### Task objective
Could you set down every entry exactly as it appears?

### Provided data
------------------------------
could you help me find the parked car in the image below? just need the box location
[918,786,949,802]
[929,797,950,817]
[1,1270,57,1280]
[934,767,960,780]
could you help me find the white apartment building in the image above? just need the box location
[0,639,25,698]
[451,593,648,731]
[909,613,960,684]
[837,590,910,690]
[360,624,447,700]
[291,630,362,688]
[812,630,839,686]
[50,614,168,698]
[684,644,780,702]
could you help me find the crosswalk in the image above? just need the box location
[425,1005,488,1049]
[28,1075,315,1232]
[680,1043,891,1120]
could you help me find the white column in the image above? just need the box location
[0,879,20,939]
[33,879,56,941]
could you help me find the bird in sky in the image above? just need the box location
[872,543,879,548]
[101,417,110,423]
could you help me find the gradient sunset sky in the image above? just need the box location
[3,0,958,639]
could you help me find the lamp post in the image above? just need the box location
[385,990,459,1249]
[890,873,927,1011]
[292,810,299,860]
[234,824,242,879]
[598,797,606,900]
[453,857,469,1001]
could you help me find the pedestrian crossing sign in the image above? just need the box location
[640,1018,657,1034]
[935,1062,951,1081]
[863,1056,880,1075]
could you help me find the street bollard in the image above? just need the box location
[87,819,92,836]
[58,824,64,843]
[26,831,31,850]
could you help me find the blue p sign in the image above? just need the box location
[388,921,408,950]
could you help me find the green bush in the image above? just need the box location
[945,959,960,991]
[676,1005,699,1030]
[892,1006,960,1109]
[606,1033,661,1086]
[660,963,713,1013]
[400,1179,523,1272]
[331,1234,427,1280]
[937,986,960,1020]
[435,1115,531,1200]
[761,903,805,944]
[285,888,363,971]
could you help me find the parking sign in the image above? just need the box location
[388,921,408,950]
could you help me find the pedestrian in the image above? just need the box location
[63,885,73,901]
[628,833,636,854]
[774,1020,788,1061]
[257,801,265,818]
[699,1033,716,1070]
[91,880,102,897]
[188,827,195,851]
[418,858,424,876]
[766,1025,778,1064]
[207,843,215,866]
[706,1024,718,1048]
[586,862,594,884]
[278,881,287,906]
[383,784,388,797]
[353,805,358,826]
------------------------------
### Exercise answer
could you help me find the parked car in the image below? just need the box location
[918,786,949,802]
[929,797,950,817]
[1,1270,57,1280]
[934,767,960,780]
could you help me find the white apartment building in the image above? just need the box location
[0,639,25,698]
[451,593,648,731]
[909,613,960,684]
[837,590,910,690]
[360,624,447,700]
[291,630,362,688]
[812,630,839,686]
[50,614,168,698]
[684,644,780,702]
could you help me find the crosswalk in the image above? just need the box location
[425,1005,488,1049]
[28,1075,315,1232]
[680,1043,891,1120]
could you help me find the white column in the image above? just need the box location
[0,879,20,939]
[33,879,56,941]
could you help me find the bird in sky in the image above? just need the box location
[872,543,879,548]
[101,417,110,423]
could you help me find the gradient sunset sky in the image above? just need the box location
[3,0,958,639]
could you help me find the lamp post in the image above? just need the box location
[385,990,459,1249]
[890,873,927,1011]
[292,810,299,860]
[234,824,242,879]
[598,797,606,900]
[453,857,469,1001]
could you help me find the pedestrian crossing sign in the image above? just need the box location
[640,1018,657,1034]
[935,1062,951,1081]
[863,1056,880,1075]
could you help me find the street bollard in the image above? just need the box location
[87,819,92,836]
[58,824,64,843]
[26,831,31,850]
could you help me find the blue p sign in the image above? just need the box location
[388,921,408,950]
could you help me find the green bush in the image above? just need the box location
[945,959,960,991]
[676,1005,699,1030]
[892,1006,960,1109]
[606,1033,661,1086]
[660,963,713,1013]
[400,1179,523,1272]
[331,1234,427,1280]
[937,986,960,1020]
[435,1115,531,1200]
[761,903,805,944]
[285,888,363,971]
could you help me find the parking sign in the image above? just need the box location
[388,921,408,950]
could you help me find the pedestrian in the image above? just need the box location
[63,885,73,901]
[628,833,636,854]
[774,1020,788,1061]
[257,801,265,818]
[699,1033,716,1070]
[91,880,102,897]
[188,827,195,851]
[418,858,424,876]
[766,1025,778,1064]
[207,843,215,866]
[706,1024,718,1048]
[586,862,594,884]
[278,881,287,906]
[383,784,388,797]
[353,805,358,826]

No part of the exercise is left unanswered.